» EXCERPT TO READ:
· · ·

Anti-Nociceptive Effects of Elcatonin Injection for Postmenopausal Women with Back Pain: A Randomized Controlled Trial
Shota Ikegami*, 1, Mikio Kamimura2, Shigeharu Uchiyama1, Hiroyuki Nakagawa3, Hiroyuki Hashidate1, Kenji Takahara4, Jun Takahashi1, Hiroyuki Kato1
Identifiers and Pagination:Year: 2010
First Page: 132
Last Page: 136
Publisher ID: TOORTHJ-4-132
Article History:Received Date: 4/1/2010
Revision Received Date: 15/1/2010
Acceptance Date: 3/2/2010
Electronic publication date: 4/3/2010
Collection year: 2010
open-access license: This is an open access article licensed under the terms of the Creative Commons Attribution Non-Commercial License (http://creativecommons.org/licenses/by-nc/3.0/) which permits unrestricted, non-commercial use, distribution and reproduction in any medium, provided the work is properly cited.
Eel calcitonin (elcatonin) injection is widely used for elderly patients suffering from somatic pain in Japan. However, there have been few reports on the analgesic effects of elcatonin injection. The purpose of this study was to examine the analgesic effects of elcatonin injection in postmenopausal women with lower back pain.
This study was designed as a double-blind, randomized, placebo-controlled study. Thirty-six women aged ≥50 years with acute lower back pain participated in this study. They were randomly divided into two treatment groups according to whether they received a placebo or a weekly trigger point injection of elcatonin (20 units). They were observed for 5 weeks and the extent of pain at motion and at rest according to the visual analog scale (VAS) was evaluated. The mean VAS scores for the elcatonin group were then compared with those of the placebo group.
There were no statistically significant differences in the mean VAS scores for pain at rest between the two groups during the 5-week treatment course. However, the mean VAS scores for motion pain in the elcatonin group were significantly lower than those in the placebo group at the third, fifth and sixth weeks.

· · ·

» DATASET RECORDS:
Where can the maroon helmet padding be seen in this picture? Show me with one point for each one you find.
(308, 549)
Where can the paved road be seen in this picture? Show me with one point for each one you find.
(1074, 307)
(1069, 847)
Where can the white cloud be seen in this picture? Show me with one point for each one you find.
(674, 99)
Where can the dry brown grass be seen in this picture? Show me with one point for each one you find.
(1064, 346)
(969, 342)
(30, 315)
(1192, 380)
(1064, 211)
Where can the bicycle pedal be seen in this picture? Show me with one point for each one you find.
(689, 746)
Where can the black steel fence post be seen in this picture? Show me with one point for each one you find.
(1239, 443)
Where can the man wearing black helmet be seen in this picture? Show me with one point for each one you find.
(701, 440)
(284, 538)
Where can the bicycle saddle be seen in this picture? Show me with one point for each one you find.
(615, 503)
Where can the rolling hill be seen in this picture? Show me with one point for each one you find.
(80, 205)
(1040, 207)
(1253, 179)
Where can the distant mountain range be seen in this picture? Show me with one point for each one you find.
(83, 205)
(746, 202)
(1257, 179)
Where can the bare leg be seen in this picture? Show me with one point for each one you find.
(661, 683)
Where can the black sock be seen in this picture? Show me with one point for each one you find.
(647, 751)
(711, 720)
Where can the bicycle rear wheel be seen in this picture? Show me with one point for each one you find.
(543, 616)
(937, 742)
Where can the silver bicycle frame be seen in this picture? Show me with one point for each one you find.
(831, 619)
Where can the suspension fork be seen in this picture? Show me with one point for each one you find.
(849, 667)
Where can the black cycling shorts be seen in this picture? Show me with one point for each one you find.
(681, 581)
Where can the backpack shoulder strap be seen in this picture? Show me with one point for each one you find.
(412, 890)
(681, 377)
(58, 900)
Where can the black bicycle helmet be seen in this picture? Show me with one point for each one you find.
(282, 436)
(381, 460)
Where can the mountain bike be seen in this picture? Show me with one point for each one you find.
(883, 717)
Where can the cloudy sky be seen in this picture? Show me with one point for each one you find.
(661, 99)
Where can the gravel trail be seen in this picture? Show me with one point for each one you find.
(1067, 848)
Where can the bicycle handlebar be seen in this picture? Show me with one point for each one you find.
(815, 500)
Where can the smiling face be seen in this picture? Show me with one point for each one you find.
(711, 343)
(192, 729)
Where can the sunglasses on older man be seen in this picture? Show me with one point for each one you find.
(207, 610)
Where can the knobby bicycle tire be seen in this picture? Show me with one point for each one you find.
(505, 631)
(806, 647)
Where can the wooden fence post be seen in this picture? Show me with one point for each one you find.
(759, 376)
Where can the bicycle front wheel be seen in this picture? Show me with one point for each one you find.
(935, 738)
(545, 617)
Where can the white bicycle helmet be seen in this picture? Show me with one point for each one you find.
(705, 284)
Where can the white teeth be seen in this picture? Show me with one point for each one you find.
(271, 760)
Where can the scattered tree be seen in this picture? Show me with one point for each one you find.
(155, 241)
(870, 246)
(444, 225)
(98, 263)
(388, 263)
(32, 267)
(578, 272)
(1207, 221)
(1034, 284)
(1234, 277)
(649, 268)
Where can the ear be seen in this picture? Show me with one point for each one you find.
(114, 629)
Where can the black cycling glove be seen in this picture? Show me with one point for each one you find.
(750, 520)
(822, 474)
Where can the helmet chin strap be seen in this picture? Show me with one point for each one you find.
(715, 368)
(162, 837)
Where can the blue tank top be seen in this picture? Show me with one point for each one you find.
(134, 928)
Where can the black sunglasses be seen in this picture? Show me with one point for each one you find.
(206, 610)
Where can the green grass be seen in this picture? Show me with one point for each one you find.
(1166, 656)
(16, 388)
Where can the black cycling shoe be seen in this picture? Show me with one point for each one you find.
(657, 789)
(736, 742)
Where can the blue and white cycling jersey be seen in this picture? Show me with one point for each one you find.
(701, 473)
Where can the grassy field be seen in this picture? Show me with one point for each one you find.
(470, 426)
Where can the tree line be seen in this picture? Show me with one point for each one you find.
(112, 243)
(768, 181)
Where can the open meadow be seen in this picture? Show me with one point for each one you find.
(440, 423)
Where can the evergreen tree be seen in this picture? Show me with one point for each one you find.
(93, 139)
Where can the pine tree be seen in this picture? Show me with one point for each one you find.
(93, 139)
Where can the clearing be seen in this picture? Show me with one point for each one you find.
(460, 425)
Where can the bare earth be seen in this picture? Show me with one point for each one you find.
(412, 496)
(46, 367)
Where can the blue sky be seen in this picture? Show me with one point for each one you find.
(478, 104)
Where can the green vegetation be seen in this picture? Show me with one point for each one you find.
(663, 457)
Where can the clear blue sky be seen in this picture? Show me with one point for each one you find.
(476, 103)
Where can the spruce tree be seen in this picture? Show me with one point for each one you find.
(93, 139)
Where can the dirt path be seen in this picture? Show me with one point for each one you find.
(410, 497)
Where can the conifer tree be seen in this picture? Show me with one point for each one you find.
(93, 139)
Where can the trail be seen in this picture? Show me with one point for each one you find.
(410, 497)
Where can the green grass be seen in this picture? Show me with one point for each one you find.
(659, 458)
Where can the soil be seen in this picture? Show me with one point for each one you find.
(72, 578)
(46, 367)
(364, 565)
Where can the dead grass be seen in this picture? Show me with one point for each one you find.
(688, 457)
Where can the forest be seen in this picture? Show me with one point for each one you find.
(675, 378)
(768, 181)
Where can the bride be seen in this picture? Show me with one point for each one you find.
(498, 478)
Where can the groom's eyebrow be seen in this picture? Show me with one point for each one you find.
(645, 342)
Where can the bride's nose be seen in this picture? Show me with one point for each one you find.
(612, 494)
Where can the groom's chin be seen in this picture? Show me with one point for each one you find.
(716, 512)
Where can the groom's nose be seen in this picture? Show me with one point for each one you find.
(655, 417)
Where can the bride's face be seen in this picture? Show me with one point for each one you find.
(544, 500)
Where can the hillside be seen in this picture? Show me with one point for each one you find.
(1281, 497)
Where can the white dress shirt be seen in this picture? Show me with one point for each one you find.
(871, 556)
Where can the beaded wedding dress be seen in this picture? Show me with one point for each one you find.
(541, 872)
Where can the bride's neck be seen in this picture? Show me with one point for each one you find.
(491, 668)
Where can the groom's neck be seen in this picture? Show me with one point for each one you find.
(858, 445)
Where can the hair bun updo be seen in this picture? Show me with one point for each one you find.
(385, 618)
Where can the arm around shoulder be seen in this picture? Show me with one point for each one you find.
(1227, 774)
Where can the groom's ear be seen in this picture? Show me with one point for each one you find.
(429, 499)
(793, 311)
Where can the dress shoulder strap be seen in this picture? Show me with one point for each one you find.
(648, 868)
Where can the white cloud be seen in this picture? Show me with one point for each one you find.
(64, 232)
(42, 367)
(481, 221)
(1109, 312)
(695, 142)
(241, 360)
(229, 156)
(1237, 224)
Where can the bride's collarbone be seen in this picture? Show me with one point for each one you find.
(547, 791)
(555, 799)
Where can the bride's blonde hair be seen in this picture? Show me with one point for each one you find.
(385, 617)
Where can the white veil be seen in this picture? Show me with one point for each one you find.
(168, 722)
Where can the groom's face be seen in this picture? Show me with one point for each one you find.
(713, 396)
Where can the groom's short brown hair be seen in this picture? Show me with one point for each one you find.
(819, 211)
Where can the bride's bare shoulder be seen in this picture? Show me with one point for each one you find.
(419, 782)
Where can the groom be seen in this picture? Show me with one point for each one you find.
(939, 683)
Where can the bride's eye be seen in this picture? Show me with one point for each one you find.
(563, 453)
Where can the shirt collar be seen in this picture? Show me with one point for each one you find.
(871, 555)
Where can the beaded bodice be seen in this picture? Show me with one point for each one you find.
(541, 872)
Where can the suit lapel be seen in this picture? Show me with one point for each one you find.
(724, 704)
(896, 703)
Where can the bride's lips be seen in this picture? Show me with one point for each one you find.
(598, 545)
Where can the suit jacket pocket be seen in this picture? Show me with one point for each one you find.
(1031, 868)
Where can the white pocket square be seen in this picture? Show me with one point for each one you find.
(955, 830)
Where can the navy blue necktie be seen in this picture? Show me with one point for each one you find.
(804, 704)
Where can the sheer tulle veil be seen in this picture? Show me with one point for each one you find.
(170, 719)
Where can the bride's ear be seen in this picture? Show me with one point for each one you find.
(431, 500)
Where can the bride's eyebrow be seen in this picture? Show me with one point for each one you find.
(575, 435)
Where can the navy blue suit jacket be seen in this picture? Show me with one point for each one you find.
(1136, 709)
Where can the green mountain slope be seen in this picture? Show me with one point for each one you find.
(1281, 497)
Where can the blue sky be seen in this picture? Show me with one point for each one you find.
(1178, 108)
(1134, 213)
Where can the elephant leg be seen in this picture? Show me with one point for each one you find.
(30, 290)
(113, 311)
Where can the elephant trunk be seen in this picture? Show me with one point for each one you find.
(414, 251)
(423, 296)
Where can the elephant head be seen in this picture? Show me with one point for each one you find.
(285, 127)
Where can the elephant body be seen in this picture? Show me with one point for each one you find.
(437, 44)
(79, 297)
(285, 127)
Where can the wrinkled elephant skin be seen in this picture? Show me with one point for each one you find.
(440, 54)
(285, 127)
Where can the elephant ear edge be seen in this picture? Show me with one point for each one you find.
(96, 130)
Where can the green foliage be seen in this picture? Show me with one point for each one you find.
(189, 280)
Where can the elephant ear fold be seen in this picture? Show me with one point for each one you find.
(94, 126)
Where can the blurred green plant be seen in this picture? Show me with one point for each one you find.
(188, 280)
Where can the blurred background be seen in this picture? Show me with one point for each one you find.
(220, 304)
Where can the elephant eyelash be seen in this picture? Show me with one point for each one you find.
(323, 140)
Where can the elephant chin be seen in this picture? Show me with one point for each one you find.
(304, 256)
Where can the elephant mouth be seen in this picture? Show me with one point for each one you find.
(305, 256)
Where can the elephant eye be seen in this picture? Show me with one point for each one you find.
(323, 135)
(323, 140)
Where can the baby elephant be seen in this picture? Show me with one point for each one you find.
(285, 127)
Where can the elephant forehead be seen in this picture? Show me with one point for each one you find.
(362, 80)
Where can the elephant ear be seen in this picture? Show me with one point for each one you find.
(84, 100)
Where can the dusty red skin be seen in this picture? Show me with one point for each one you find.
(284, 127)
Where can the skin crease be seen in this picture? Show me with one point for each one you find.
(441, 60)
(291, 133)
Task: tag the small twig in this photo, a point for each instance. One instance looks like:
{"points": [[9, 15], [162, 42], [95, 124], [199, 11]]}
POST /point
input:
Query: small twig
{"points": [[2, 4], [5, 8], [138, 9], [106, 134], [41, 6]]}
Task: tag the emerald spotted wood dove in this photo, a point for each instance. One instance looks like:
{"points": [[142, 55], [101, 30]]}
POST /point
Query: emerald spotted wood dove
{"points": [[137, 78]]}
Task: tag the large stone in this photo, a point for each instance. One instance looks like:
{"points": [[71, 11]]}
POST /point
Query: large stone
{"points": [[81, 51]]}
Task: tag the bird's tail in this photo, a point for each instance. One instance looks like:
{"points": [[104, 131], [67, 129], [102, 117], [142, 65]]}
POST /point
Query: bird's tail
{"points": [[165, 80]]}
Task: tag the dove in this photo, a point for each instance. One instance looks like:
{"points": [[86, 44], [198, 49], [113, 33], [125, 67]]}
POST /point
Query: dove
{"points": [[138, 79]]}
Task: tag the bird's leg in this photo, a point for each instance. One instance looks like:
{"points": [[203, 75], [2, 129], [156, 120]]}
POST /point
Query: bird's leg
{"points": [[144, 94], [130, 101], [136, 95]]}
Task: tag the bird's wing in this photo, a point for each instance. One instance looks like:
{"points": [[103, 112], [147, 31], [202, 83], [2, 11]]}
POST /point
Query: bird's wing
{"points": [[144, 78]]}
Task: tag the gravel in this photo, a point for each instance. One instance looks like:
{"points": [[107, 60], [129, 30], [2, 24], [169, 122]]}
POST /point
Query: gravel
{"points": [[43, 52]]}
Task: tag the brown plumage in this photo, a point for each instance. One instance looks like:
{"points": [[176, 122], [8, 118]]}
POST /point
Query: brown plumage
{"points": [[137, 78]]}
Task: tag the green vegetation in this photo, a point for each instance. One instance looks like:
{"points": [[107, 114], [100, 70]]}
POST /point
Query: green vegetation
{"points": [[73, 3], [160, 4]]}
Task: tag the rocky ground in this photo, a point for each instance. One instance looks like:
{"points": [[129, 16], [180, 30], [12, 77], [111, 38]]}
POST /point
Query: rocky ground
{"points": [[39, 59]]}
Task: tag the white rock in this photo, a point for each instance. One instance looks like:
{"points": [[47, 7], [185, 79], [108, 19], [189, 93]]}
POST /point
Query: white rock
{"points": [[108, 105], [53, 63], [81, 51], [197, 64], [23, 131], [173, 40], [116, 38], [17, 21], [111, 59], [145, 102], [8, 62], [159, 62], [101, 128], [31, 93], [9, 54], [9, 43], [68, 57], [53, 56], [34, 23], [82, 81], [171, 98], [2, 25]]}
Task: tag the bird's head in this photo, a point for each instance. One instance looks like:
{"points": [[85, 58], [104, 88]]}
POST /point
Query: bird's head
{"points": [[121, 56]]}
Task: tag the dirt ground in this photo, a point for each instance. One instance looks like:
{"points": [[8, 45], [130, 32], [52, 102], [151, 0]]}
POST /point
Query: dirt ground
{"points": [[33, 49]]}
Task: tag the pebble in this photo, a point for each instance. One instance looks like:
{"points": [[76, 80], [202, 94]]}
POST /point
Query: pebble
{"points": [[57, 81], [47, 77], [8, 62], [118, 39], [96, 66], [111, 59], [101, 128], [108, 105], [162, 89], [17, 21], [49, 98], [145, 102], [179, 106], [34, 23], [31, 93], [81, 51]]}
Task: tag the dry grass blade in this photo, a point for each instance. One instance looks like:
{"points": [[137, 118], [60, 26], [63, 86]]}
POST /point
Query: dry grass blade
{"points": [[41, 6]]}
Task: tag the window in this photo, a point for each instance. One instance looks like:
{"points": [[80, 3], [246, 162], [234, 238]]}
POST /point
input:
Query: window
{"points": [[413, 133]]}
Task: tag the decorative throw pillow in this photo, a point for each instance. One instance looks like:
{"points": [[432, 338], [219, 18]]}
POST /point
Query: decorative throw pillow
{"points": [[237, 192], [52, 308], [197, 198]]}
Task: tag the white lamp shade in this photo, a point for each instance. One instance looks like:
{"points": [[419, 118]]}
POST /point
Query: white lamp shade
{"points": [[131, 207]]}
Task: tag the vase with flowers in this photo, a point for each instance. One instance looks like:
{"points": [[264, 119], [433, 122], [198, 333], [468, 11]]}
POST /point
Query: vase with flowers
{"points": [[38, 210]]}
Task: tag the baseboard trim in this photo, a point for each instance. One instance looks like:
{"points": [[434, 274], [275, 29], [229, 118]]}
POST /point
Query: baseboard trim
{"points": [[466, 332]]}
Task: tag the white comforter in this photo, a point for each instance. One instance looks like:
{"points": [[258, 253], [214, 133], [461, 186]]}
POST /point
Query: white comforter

· · ·

» TASKS FOR THIS EXERCISE:
**1)** Reproduce verbatim the part of the elcatonin trial abstract that opens with the words containing "This study was designed" and closes with "the placebo group.".
**2)** Decide whether each statement agrees with the elcatonin trial abstract, and answer yes or no with the deciding words quoted from it. (a) Thirty-six women aged 50 or older took part in the study. (b) Pain at rest was significantly lower in the elcatonin group than in the placebo group. (c) The elcatonin was injected every day.
**3)** List every date in the article history of the elcatonin trial abstract, each with its label.

» TASK-BY-TASK ANSWERS:
**1)**
This study was designed as a double-blind, randomized, placebo-controlled study. Thirty-six women aged ≥50 years with acute lower back pain participated in this study. They were randomly divided into two treatment groups according to whether they received a placebo or a weekly trigger point injection of elcatonin (20 units). They were observed for 5 weeks and the extent of pain at motion and at rest according to the visual analog scale (VAS) was evaluated. The mean VAS scores for the elcatonin group were then compared with those of the placebo group.

**2)**
(a) Yes: "Thirty-six women aged ≥50 years with acute lower back pain participated in this study."
(b) No: "There were no statistically significant differences in the mean VAS scores for pain at rest between the two groups during the 5-week treatment course."
(c) No: "a weekly trigger point injection of elcatonin (20 units)"

**3)**
Received Date: 4/1/2010
Revision Received Date: 15/1/2010
Acceptance Date: 3/2/2010
Electronic publication date: 4/3/2010